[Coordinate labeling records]
────

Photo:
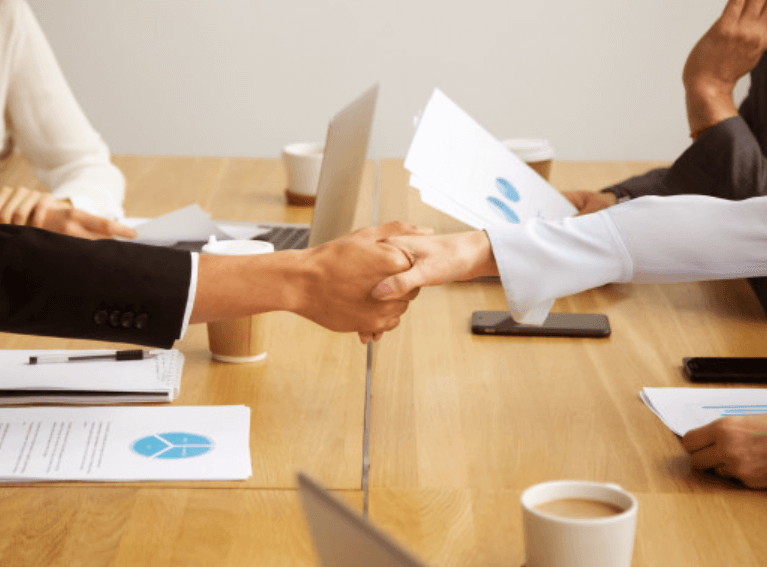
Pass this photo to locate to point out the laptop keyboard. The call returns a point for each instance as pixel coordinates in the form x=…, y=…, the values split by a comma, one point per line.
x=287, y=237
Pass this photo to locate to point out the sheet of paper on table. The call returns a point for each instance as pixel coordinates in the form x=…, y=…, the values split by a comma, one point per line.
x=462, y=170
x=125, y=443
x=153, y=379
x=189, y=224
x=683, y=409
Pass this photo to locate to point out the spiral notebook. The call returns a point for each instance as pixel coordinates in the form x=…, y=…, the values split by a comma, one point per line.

────

Stated goal = Reproduce every line of the records above verbatim, omitting the pictures.

Solution =
Photo:
Pass this photo to locate to point out the laptop keyboard. The call returns a point for each instance as pixel coordinates in the form x=…, y=…, the values split by a comma, one point per line.
x=287, y=237
Pass this photo to locate to point out the sheet of paper on table. The call returns a point for each instance as pixel coordinates in the form x=…, y=…, the values split by a comma, one point per line.
x=462, y=170
x=125, y=443
x=153, y=379
x=189, y=224
x=683, y=409
Pass this photo to locate to point out the spiral notebook. The call returns a point for each instance as pixel coordinates in the form x=…, y=…, the values split by a comma, one point per line.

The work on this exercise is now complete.